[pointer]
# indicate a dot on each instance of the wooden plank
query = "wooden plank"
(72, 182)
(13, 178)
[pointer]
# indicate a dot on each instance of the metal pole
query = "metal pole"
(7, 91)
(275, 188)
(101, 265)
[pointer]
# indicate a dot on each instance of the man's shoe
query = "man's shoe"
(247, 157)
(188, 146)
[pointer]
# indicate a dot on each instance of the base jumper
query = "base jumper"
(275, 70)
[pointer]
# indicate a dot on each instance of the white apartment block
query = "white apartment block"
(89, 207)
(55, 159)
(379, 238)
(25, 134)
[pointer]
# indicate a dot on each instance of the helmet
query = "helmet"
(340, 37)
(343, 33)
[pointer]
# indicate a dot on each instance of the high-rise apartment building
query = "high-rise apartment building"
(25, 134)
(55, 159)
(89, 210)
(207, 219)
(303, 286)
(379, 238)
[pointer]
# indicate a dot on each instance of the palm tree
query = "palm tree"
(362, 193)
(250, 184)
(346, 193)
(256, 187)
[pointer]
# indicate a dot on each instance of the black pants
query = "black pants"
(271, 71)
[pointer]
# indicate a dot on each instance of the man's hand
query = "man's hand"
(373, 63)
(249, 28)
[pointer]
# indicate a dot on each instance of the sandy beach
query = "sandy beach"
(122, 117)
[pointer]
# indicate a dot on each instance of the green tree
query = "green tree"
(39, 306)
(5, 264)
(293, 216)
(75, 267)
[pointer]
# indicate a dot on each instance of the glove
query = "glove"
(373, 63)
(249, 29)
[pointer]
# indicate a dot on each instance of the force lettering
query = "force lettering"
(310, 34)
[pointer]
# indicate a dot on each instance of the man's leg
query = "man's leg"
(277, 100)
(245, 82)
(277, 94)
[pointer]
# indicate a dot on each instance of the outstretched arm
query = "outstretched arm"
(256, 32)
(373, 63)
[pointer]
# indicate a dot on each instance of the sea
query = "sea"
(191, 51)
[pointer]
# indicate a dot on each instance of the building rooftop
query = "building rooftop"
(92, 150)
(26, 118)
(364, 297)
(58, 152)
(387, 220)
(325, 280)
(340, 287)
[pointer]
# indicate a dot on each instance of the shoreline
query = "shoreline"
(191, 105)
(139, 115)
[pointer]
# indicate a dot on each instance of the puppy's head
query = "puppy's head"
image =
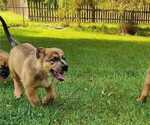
(53, 61)
(4, 70)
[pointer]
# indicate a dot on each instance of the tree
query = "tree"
(129, 26)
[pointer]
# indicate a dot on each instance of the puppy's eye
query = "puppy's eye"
(63, 58)
(55, 59)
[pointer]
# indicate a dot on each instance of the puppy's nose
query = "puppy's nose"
(65, 67)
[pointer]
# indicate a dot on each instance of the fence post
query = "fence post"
(23, 16)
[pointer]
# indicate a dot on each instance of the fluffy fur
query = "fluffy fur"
(29, 67)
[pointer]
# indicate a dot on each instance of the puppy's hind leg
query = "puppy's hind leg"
(146, 88)
(31, 95)
(17, 87)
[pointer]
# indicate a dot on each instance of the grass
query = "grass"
(105, 76)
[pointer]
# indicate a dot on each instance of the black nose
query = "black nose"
(65, 67)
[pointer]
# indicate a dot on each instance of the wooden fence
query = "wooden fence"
(39, 11)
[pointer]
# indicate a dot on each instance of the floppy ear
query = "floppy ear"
(40, 52)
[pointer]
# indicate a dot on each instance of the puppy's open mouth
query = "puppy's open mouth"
(58, 75)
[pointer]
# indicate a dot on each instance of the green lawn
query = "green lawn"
(105, 76)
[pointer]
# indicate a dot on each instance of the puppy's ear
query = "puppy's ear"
(40, 52)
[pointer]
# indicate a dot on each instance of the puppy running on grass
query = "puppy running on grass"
(29, 67)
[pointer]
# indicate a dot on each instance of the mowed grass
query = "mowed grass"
(105, 76)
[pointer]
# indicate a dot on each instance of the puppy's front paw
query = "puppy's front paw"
(35, 102)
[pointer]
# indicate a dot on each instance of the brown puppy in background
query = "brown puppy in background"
(4, 70)
(29, 67)
(146, 88)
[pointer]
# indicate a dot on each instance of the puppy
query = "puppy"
(146, 88)
(4, 70)
(30, 67)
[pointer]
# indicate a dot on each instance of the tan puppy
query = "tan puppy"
(146, 88)
(29, 67)
(4, 70)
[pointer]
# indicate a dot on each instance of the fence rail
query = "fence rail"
(39, 11)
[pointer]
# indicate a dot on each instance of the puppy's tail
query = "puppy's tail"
(11, 40)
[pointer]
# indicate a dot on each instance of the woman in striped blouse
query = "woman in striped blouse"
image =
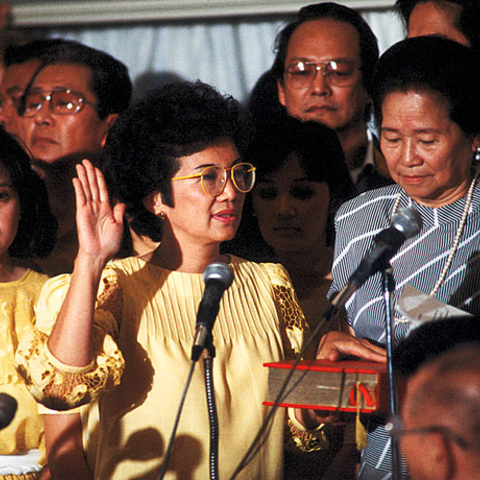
(427, 108)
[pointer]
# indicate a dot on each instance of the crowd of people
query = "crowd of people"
(111, 211)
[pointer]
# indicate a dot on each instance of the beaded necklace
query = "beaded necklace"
(458, 235)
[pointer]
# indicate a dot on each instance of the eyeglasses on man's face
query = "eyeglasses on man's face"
(214, 178)
(396, 430)
(61, 102)
(339, 73)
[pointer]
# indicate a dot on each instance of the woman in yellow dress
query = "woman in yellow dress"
(174, 162)
(27, 230)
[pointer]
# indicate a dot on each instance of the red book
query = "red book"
(334, 386)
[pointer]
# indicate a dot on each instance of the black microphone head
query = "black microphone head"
(407, 221)
(220, 272)
(8, 407)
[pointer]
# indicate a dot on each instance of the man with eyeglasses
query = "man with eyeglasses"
(439, 432)
(69, 102)
(20, 64)
(324, 67)
(65, 96)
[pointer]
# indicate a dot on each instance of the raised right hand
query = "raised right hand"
(336, 345)
(99, 226)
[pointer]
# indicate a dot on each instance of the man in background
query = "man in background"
(440, 435)
(69, 102)
(457, 20)
(324, 68)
▬▬▬
Try it —
Where in the records does the word "striped" appear? Copy each line that holds it.

Completed exercise —
# indicate a dot on each instance of the woman in striped blouse
query = "woman in striped blouse"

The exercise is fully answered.